# [Task to complete]
Exactly as written, output each record given below.
***** Information given
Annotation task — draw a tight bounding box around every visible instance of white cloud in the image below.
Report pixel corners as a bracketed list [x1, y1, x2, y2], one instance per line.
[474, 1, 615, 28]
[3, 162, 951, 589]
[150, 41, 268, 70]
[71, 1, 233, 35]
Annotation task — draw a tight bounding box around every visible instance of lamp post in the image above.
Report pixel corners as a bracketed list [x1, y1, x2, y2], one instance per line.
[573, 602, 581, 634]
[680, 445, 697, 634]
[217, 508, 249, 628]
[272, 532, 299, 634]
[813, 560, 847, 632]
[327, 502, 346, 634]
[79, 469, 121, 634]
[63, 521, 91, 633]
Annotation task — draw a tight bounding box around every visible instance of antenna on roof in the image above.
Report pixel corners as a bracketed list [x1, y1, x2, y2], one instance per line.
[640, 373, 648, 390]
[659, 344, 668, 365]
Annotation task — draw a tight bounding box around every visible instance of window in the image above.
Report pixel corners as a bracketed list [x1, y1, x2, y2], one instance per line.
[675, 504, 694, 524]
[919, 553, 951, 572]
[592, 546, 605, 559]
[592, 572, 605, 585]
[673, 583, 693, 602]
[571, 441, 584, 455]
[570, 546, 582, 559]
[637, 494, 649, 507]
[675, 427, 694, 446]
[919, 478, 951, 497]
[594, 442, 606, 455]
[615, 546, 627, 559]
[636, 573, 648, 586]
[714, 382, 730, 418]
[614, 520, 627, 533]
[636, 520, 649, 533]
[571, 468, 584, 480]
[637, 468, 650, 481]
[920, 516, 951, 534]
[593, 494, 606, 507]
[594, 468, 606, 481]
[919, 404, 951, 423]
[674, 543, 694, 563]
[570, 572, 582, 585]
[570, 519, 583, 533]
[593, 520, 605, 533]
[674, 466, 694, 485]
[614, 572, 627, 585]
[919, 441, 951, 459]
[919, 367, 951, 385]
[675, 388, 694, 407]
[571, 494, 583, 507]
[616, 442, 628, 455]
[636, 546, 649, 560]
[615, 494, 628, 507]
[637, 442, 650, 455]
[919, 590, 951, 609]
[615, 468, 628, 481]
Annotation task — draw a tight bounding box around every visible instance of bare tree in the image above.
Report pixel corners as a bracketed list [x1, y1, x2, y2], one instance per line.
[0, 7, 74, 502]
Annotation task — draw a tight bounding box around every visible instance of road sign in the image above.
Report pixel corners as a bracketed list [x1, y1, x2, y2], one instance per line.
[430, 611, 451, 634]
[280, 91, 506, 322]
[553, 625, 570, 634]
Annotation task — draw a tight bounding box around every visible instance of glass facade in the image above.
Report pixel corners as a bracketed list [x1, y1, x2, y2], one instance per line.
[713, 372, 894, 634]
**********
# [Answer box]
Annotation task — draw a tight bounding box around every visible instance of white cloud in the image below.
Report pixel corners as a bracketed list [x1, y1, x2, y2], one instance per line.
[474, 1, 615, 28]
[3, 162, 951, 589]
[150, 41, 268, 70]
[71, 1, 233, 35]
Annotation task — draw a tight bounding box around every visible instance of lamp post in the image above.
Report pixel corners as a bracketed list [x1, y1, x2, y2], one instance per line.
[573, 602, 581, 634]
[680, 445, 697, 634]
[217, 508, 249, 628]
[272, 532, 299, 634]
[813, 560, 847, 632]
[327, 502, 346, 634]
[79, 469, 121, 634]
[63, 521, 91, 633]
Annotation task — draw a tight bounding box around every visible instance of antenna on roof in the image above.
Report pixel corners as a bracketed list [x1, y1, x2, y2], one instance per line.
[640, 373, 648, 390]
[659, 344, 668, 365]
Annotation task — draw a tight bounding box around every visible instance of window in the image above.
Report pixel corners as a bracketed list [x1, y1, x2, y2], one instance per line.
[675, 504, 694, 524]
[919, 553, 951, 572]
[592, 546, 605, 559]
[592, 572, 605, 585]
[673, 583, 693, 602]
[571, 441, 584, 455]
[570, 546, 582, 559]
[637, 494, 649, 507]
[675, 427, 694, 446]
[919, 478, 951, 497]
[594, 442, 606, 455]
[615, 546, 627, 559]
[636, 573, 648, 586]
[714, 382, 730, 418]
[614, 520, 627, 533]
[636, 520, 649, 533]
[571, 468, 584, 480]
[637, 468, 650, 481]
[920, 516, 951, 534]
[593, 494, 606, 507]
[594, 468, 606, 481]
[919, 404, 951, 423]
[674, 543, 694, 563]
[570, 572, 582, 585]
[570, 519, 583, 533]
[593, 520, 605, 533]
[674, 466, 694, 485]
[614, 572, 627, 585]
[919, 441, 951, 459]
[919, 367, 951, 385]
[675, 388, 694, 407]
[571, 494, 583, 507]
[616, 442, 628, 455]
[636, 546, 649, 560]
[615, 494, 628, 507]
[637, 442, 650, 455]
[919, 590, 951, 609]
[615, 468, 628, 481]
Annotation task — draw a tight bounding box around every visible instance of bare tree in the image above.
Report pixel corners as a bracketed list [x1, y1, x2, y2], one instance per line.
[0, 7, 74, 502]
Annotation task — draw a tight bounding box around every visible instance of road sign in the image above.
Report pixel corners as a bracketed list [x1, y1, x2, y2], one instance per line.
[430, 611, 451, 634]
[280, 91, 506, 322]
[553, 625, 570, 634]
Annotation task — draw a tight bounding box around every visible instance of glass facade in the image above.
Report pixel corners as a bracketed list [x1, y1, x2, y2], one instance per line.
[713, 372, 894, 634]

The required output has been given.